Excerpted passage:
Top Chinese official dismissed from Communist Party

The former party boss of Shanghai has been kicked out of the Communist Party, moving him one step closer to standing trial on corruption charges, state media reported Thursday.

Chen Liangyu - the highest-level party official to be dismissed in a decade - was also removed from all his government positions, state television said in its evening broadcast.

The moves formalize the end of an investigation into Chen's involvement in a high-profile pension scandal in Shanghai that saw dozens of people arrested.

"Today, the Politburo of the Communist Party met and decided to expel Chen Liangyu from the party, dismiss him as a public servant and hand over his case to the judicial department," CCTV reported.

"His activities seriously violated the discipline of the party, damaged the interests of the people and the image of the party, and were a vile social influence," it said.

Chen is accused of being at the center of a scandal last year over the alleged misuse of about US$400 million (Ђ290 million) in pension funds that were improperly invested in real estate and road toll projects.

CCTV said an investigation found Chen had abused his power by lending large amounts of money from the fund and helping private businessmen purchase stakes in state-owned companies, resulting in huge losses.

"He and his family members bribed others to help them make illegal profits. He had bad moral standards and took advantage of his position to dally with women," CCTV said.

Dataset excerpts:
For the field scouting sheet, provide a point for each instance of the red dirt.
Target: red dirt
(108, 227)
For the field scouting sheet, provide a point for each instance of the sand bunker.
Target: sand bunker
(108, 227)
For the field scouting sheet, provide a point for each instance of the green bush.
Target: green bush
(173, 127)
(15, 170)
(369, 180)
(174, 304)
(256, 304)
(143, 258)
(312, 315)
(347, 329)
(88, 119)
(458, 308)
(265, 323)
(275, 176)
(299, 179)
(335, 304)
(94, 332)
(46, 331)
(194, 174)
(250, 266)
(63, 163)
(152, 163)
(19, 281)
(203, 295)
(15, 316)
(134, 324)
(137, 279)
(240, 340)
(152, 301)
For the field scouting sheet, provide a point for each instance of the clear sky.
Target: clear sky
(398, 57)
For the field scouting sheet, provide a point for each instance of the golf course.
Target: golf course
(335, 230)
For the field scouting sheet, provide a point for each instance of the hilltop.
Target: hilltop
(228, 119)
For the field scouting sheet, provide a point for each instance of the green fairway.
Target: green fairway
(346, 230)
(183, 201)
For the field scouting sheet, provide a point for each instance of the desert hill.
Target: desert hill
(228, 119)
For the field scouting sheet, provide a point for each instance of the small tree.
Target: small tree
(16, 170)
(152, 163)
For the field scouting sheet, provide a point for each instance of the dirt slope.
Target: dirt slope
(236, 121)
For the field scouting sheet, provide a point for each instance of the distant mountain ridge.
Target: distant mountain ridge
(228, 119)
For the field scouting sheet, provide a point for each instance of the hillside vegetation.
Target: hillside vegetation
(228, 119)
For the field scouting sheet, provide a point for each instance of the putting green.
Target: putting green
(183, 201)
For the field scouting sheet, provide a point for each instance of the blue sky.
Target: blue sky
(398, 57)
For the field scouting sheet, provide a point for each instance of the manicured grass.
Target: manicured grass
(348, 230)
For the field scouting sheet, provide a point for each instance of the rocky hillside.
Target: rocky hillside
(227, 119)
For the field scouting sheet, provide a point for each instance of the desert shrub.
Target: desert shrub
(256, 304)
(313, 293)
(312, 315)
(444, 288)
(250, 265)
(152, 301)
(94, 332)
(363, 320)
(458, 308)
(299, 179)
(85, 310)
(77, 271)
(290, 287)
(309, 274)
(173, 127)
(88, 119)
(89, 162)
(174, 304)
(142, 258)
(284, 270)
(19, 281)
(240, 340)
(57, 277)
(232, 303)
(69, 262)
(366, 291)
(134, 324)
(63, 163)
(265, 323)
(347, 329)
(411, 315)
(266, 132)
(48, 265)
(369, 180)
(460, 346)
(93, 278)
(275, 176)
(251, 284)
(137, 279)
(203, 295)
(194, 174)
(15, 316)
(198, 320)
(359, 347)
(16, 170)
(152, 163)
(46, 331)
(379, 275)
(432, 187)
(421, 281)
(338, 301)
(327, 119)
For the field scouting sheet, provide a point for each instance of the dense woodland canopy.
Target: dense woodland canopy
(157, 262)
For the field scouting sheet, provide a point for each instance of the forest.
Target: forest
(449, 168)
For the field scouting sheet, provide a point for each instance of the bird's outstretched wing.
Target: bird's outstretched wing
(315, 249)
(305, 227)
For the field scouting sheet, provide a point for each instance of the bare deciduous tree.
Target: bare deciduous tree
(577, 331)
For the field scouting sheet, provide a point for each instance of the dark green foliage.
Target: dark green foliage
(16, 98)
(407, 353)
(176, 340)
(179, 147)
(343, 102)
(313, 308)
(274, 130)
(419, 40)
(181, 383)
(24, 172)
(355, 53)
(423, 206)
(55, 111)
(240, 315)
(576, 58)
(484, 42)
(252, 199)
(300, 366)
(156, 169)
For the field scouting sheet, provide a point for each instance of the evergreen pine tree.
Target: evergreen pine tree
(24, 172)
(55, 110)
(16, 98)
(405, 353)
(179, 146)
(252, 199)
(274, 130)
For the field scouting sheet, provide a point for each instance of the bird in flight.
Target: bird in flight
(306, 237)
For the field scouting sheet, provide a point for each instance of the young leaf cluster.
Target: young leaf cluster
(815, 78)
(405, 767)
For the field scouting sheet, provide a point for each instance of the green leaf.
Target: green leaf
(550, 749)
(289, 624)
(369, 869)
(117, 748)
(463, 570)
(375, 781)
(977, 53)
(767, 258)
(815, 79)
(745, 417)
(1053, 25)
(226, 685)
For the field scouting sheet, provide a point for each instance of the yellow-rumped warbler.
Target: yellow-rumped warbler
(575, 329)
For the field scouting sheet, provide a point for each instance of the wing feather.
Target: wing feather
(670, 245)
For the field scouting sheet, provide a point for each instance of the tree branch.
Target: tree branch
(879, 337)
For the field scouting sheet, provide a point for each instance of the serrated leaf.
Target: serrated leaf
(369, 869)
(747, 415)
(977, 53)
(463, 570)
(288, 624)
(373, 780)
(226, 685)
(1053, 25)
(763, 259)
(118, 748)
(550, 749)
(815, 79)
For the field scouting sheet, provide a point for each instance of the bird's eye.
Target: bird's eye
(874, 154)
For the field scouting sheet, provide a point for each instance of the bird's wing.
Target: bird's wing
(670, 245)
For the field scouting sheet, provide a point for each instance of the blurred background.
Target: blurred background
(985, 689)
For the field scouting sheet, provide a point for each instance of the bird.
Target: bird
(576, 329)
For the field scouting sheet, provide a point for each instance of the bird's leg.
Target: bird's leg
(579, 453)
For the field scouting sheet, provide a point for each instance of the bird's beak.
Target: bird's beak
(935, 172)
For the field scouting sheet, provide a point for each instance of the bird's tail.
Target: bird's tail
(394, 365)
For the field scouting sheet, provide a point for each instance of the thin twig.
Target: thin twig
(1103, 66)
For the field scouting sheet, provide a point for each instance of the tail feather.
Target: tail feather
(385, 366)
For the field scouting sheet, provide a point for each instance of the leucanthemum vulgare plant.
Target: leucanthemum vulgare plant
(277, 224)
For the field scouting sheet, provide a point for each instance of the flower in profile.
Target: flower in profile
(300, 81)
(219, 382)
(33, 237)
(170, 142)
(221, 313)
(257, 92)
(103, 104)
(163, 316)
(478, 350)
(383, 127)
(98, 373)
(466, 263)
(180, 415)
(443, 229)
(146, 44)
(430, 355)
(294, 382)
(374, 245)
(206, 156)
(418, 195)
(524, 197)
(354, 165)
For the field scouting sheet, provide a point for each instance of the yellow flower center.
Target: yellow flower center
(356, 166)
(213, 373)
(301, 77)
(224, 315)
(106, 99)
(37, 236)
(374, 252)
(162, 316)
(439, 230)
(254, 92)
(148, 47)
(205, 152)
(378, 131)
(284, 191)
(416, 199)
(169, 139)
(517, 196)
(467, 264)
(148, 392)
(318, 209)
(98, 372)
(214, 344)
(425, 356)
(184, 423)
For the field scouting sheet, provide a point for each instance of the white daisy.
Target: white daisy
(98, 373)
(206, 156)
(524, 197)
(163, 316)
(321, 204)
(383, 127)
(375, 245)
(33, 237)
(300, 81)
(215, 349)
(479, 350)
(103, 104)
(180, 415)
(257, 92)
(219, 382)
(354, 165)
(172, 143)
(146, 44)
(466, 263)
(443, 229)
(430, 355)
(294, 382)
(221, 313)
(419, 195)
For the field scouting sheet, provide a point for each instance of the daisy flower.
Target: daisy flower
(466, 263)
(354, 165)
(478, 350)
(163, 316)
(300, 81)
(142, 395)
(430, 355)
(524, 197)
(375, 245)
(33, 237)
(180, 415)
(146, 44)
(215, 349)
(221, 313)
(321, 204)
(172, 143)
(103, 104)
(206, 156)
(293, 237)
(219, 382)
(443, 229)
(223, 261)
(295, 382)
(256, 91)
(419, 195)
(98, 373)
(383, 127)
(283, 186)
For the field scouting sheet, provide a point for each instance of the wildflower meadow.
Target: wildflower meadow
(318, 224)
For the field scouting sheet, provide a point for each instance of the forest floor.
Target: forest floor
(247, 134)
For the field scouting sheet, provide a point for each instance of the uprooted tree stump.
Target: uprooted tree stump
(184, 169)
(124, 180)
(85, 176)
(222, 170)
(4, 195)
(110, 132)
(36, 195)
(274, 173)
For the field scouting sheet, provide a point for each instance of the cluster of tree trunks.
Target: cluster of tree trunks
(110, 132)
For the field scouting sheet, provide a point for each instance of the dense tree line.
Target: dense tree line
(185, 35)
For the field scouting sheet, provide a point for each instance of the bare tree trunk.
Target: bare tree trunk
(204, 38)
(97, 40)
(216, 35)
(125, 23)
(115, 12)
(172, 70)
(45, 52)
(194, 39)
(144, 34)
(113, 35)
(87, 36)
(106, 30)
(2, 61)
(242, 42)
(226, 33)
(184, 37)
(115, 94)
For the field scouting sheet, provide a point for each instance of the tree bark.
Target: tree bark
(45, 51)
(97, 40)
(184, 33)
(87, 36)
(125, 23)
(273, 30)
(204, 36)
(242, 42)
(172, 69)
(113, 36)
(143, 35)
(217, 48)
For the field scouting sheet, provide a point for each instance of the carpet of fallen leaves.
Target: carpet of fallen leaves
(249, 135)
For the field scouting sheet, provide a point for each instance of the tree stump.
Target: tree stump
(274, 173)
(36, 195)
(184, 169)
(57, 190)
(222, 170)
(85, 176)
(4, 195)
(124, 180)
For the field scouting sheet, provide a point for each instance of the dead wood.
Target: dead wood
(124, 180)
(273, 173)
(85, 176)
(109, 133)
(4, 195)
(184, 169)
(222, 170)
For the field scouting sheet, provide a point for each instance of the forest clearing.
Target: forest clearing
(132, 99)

Things to do:
1. Please extract the passage of the news report between "The former party" and "its evening broadcast.", inclusive.
2. According to the news report, what post did Chen Liangyu formerly hold?
The items are separate from the news report.

Expected answers:
1.
The former party boss of Shanghai has been kicked out of the Communist Party, moving him one step closer to standing trial on corruption charges, state media reported Thursday.

Chen Liangyu - the highest-level party official to be dismissed in a decade - was also removed from all his government positions, state television said in its evening broadcast.

2. He was the party boss of Shanghai.